The Chicago St. Patrick's Day Parade begins at noon, but the festivities start with the dyeing of the Chicago River at 9am on Saturday, March 17. For optimal views of the fluorescent green water, head to the east side of the Michigan Avenue bridge, the west side of the Columbus Drive bridge or Upper and Lower Wacker Drive between Michigan Avenue and Columbus Drive.
Where is the Chicago St. Patrick's Day Parade?
This year's parade steps off from the intersection of Columbus and Balbo Drives at noon, continuing north of Columbus until concluding at Monroe Street. Barricades are set up all along Columbus and attendees typically arrive early to set up seats. The main viewing stand is located in front of Buckingham Fountain, where dancers and bands pause to wave to the crowd. We don't suggest driving—Grant Park is within walking distance of several trains and buses.
How to get to the Chicago St. Patrick's Day parade
Blue and Red lines: Get off in the Loop and walk to Columbus Ave in Grant Park.
Orange, Pink, Green and Brown lines: Get off at Wabash and walk to Grant Park.
For bus routes, use the CTA's Bus System Guide.
Attractions to see after the Chicago St. Patrick's Day Parade
You could spend the next four years getting to know this encyclopedic institution, which owns more than 300,000 artworks and artifacts from all over the world and every era from antiquity to the present. Our favorite pieces include the Japanese prints, fragments of local buildings by Frank Lloyd Wright and the Thorne Miniature Rooms. We’re also in love with Renzo Piano’s light-filled Modern Wing.
Since being converted to the Cultural Center in 1991 (it used to be the Chicago Public Library), this city-block-wide institution now offers free classical concerts Mondays, Wednesdays and Sundays. Most of the center’s classical offerings take place in Preston Bradley Hall on the second floor near the Washington Street entrance, but the Claudia Cassidy Theater (named for the Tribune’s venom-penned theater and music critic from the ’40s) on the Randolph Street side is used for experimental concerts, too.
Named for infamous Chicago mayor Richard J. Daley, this large plaza is directly adjacent to a building (also named for the mayor) which houses several city offices. The courtyard contains an untitled Picasso sculpture that was given to the city by the artist in 1967. Throughout the year, Daley Plaza plays host to food truck meet-ups, cultural events, a farmers' market and the annual Christkindlmarket.

§ §

## Work instructions
1. Using the parade guide, explain in one to three sentences why it advises against driving to the parade.
2. Pick up the Chicago St. Patrick's Day guide after its last paragraph and keep writing it.
The data that comes next plays no part in the work on the parade guide.

§ §

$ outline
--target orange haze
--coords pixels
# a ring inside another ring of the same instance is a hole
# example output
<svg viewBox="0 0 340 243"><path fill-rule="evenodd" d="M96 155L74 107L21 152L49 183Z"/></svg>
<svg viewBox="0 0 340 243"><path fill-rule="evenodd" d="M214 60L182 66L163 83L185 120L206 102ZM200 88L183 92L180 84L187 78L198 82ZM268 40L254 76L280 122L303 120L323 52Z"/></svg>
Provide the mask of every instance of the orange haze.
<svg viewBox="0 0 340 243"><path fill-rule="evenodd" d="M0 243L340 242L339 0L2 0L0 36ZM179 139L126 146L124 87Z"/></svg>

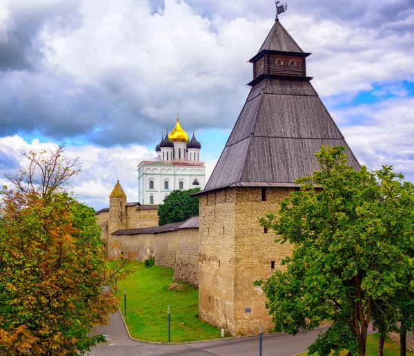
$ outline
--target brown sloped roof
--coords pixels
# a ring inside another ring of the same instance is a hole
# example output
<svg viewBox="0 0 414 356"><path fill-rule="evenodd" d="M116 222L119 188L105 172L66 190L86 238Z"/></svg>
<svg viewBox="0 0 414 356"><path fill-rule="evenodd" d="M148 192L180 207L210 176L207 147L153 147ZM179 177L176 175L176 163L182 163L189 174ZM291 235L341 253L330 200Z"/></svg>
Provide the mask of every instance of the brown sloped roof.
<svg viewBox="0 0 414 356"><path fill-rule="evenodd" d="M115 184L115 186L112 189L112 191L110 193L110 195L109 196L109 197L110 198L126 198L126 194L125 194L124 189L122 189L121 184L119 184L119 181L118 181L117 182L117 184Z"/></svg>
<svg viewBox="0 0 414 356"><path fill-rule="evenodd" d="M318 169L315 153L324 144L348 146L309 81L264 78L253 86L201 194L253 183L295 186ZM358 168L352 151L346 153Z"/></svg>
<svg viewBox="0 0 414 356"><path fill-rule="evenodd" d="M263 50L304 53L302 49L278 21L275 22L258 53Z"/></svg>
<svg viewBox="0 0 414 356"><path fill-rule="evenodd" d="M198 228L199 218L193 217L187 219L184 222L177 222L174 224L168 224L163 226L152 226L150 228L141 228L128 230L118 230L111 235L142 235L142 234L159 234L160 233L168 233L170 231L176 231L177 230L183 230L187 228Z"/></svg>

§ §

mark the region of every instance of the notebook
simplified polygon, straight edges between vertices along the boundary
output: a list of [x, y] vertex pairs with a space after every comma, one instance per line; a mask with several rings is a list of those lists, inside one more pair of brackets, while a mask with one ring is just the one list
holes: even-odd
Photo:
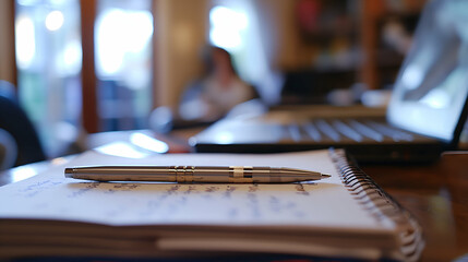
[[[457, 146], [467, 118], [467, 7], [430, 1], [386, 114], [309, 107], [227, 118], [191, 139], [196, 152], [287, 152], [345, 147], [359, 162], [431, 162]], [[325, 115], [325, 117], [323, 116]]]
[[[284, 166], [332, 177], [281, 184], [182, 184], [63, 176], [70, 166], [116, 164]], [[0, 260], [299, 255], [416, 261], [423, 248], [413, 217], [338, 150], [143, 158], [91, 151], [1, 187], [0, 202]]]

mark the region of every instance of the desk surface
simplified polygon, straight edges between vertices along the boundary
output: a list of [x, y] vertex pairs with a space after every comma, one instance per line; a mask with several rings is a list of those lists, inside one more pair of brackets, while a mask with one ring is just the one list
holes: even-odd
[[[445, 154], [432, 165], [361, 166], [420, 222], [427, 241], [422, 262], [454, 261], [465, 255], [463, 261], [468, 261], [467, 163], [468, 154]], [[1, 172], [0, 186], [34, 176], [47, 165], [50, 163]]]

§ §

## Results for the exercise
1. The guide says not to drive because Grant Park is within walking distance of several trains and buses.

2.
Visitors can take a spin on the park's quarter-mile skating ribbon, which wraps around a 40-foot climbing wall on the northern end of the 20-acre plot. The Play Garden, featuring enormous slides and whimsical climbing structures, is also open. The play structure is like none other with a giant pirate ship play structure, kaleidescope and mirrored maze. In the summer, enjoy the climbing wall or revisit the skating ribbon as it's converted into a path for walkers, joggers and rollerskaters.
This 24.5-acre park features Frank Gehry's Pritzker Pavilion and serpentine bridge; sculptor Anish Kapoor's 110-ton Cloud Gate (a.k.a. “The Bean”); and Jaume Plensa's Crown Fountain, with its ever-changing array of locals' faces spewing water very five minutes in the summer months. The Lurie Garden wows with year-round flower displays and monthly garden walks.
It doesn’t spew water in winter, but with its four Art Deco–style seahorses, Georgia pink marble and holiday light and music show, this fountain built in 1927 is still a sight to behold. From May through Labor Day, 20-minute shows every hour on the hour feature 14,000 gallons of water spouting from 133 jets. In summer, see the nighttime colored light shows, capped off with a center jet shooting 150 feet of water in the air.
Anchoring the aquatic offerings at this 75-year-old institution are enduring favorites such as piranhas, frogs and snakes of the Amazon; rays, turtles and moray eel of the Caribbean; frightening predator sharks and, the most storied of them all, a 100-plus-year-old Australian lungfish believed to be the longest-living fish in any aquarium in the world.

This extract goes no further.